In another Al-Ahram editorial, entitled "The worst-case scenario," writer Ashraf Ashri described the defence ministry sit-in as "a challenge to the country's stability." The writer linked the protests to the ongoing political crisis between Egypt's Islamist-dominated parliament and the military-appointed government, concluding that Islamist forces were threatening Egypt's "democratic trajectory" in terms of both upcoming presidential elections and the constitution-drafting process.
"If the Islamist current loses the election to Amr Moussa, who is more likely and better suited to win, I fear chaos and strong opposition to the results," Ashri wrote, stressing that the year-long honeymoon between the ruling military council and the Brotherhood appeared to be over.
Newspapers this week were also busy with the latest developments regarding Egypt's first post-Mubarak parliamentary poll, slated for 23 and 24 May.
In an article entitled, "Does one elect a president or a presidential programme?" in Al-Shorouk on 1 May, writer Ziad Bahaaeddin opined that the upcoming elections would be determined by candidates' personalities rather than their respective electoral programmes. The writer noted that most candidate's programmes were indistinguishable for the most part, all of them promising a free economy with social justice; a revival of Egypt's leading role in the region; improvements in public education and health services; the fight against corruption; and the guarantee of minorities' rights.

Work task>
Answer these questions from the excerpt on Egyptian newspaper commentary, one per line:
(a) What title did Ashraf Ashri give his Al-Ahram editorial?
(b) How did Ashri describe the defence ministry sit-in?
(c) In which newspaper, and on what date, did Ziad Bahaaeddin's article appear?

Data under study>
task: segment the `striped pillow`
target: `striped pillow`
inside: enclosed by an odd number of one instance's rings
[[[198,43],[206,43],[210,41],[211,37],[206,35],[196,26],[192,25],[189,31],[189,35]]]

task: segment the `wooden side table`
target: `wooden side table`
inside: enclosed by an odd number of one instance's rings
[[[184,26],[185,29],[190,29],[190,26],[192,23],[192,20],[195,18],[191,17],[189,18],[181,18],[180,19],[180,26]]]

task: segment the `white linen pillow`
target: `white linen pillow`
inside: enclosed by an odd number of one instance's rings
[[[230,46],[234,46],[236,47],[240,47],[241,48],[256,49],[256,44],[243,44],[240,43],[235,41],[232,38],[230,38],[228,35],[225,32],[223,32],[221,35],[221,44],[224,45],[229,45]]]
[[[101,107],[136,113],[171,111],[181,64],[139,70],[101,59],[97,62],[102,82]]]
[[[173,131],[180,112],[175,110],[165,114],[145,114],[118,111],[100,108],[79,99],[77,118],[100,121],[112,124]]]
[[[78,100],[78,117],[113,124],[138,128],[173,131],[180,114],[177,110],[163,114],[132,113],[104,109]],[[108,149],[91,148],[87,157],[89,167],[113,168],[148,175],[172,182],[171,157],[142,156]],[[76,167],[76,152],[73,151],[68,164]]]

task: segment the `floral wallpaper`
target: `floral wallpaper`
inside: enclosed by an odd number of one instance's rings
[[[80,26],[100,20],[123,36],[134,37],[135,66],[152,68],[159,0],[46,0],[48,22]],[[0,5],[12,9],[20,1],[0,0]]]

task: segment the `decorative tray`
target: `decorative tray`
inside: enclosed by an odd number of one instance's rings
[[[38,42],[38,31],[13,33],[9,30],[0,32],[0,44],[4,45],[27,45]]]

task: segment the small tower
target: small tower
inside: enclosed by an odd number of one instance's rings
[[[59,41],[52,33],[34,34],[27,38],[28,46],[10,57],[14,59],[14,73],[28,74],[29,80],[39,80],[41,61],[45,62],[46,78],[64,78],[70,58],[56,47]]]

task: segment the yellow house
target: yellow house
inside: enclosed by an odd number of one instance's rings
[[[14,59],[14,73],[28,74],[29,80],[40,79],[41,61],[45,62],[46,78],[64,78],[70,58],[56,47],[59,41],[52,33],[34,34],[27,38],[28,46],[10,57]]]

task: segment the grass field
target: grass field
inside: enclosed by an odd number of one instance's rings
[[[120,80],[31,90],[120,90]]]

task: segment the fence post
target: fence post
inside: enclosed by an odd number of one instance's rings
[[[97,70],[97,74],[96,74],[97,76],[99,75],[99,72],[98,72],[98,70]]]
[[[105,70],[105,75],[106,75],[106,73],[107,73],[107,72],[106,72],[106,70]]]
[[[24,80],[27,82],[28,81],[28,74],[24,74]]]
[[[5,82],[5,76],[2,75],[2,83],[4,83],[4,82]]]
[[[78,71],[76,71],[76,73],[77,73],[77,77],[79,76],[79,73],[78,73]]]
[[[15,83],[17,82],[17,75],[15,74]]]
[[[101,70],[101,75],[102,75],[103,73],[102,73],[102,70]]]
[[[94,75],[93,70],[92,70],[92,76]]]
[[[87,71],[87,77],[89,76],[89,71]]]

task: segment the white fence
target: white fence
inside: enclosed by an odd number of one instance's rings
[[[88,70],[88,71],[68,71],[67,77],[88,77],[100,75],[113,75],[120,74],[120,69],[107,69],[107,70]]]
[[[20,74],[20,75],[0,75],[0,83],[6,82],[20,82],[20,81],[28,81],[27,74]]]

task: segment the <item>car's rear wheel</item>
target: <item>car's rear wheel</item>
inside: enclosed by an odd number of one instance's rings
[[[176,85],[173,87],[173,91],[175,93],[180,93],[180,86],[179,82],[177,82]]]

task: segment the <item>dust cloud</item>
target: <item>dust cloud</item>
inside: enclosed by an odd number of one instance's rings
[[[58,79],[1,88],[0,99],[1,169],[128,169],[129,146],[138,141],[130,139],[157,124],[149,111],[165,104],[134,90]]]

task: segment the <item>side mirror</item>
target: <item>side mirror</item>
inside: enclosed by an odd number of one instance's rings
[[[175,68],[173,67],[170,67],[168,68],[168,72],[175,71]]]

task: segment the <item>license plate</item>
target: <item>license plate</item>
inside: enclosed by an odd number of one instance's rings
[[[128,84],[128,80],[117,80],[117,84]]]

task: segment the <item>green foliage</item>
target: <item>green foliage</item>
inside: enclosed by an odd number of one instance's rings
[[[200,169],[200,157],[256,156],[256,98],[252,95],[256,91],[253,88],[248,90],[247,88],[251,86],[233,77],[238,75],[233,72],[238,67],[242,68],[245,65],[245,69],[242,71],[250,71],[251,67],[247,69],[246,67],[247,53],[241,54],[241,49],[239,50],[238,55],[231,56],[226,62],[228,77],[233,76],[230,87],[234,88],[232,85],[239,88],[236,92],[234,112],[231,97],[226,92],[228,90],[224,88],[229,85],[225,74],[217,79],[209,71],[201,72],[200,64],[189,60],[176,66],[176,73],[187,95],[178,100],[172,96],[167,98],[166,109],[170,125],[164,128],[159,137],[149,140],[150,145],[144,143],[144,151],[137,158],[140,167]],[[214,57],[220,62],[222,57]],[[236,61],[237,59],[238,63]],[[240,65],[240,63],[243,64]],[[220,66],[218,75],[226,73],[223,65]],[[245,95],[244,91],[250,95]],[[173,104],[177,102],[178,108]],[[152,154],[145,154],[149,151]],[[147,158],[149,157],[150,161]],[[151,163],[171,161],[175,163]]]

Result of the task>
(a) "The worst-case scenario"
(b) As "a challenge to the country's stability"
(c) In Al-Shorouk on 1 May